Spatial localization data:
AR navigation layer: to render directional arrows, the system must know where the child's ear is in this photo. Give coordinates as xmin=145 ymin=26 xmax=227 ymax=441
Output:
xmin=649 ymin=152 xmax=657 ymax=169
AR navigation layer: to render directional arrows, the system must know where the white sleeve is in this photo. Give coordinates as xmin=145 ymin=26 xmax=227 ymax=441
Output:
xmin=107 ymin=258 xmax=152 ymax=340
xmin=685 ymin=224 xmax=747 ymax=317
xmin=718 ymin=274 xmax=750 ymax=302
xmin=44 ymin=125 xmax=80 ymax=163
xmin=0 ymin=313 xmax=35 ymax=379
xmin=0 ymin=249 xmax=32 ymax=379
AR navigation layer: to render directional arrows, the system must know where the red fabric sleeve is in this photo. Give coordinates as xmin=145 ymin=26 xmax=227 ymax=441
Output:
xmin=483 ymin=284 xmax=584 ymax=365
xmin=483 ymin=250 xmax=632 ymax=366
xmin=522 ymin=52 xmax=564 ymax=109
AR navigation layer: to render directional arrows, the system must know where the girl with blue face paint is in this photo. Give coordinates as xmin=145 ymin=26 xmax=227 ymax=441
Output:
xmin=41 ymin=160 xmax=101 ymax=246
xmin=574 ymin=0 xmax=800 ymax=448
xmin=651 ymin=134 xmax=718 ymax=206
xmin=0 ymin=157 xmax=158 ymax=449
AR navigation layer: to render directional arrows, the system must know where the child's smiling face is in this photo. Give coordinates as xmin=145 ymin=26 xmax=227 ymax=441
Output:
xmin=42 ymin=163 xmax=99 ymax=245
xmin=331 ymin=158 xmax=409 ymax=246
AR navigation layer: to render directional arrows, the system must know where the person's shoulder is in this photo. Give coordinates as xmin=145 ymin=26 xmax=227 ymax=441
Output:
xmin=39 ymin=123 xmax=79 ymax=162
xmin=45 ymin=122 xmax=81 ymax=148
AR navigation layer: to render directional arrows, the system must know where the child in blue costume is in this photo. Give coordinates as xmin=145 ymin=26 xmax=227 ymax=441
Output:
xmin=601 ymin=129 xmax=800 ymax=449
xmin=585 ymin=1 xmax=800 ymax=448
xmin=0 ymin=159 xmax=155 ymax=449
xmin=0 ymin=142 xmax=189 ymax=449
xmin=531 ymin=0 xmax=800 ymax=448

__Problem description__. All entries must be given again exactly.

__Response__.
AR navigation layer: to render directional arrows, the system must know where the child's ear is in this photo. Give coordinates as xmin=145 ymin=26 xmax=227 ymax=441
Output:
xmin=649 ymin=152 xmax=657 ymax=169
AR navigation layer: to render directional arrows, the system must know where the white sleeve is in this photo. Give coordinates as xmin=145 ymin=26 xmax=227 ymax=441
Output:
xmin=107 ymin=258 xmax=152 ymax=340
xmin=685 ymin=224 xmax=747 ymax=317
xmin=718 ymin=274 xmax=750 ymax=302
xmin=44 ymin=125 xmax=80 ymax=163
xmin=0 ymin=313 xmax=35 ymax=379
xmin=0 ymin=249 xmax=32 ymax=379
AR navigation layer: to render directional arrows, the system must know where the red fabric sleeve is in this photo. Give coordinates as xmin=145 ymin=26 xmax=227 ymax=441
Output:
xmin=483 ymin=284 xmax=584 ymax=365
xmin=483 ymin=250 xmax=632 ymax=366
xmin=522 ymin=52 xmax=564 ymax=109
AR navigation layer: to render directional arrows, the system must know where the girl with blue face paint is in this photo. Give coordinates as xmin=145 ymin=26 xmax=227 ymax=441
Output:
xmin=41 ymin=160 xmax=101 ymax=246
xmin=574 ymin=0 xmax=800 ymax=448
xmin=651 ymin=134 xmax=718 ymax=206
xmin=0 ymin=157 xmax=158 ymax=449
AR navigation layer: to render directional arrows, the system must know where the child's smiling face is in this photo. Give coordinates as xmin=145 ymin=26 xmax=227 ymax=441
Output:
xmin=42 ymin=163 xmax=99 ymax=245
xmin=331 ymin=158 xmax=409 ymax=246
AR navigation layer: to render directional arrows, the system must know where the person's shoulder is in this photo. Give coordinates as xmin=145 ymin=26 xmax=227 ymax=441
Output:
xmin=39 ymin=123 xmax=79 ymax=162
xmin=45 ymin=122 xmax=81 ymax=148
AR navigation layer: to render directional arrows, the system must know where the child in blue costume is in this photo. Give coordinates as xmin=145 ymin=26 xmax=227 ymax=441
Output:
xmin=601 ymin=129 xmax=800 ymax=449
xmin=585 ymin=1 xmax=800 ymax=448
xmin=0 ymin=159 xmax=155 ymax=449
xmin=0 ymin=142 xmax=189 ymax=449
xmin=531 ymin=0 xmax=800 ymax=448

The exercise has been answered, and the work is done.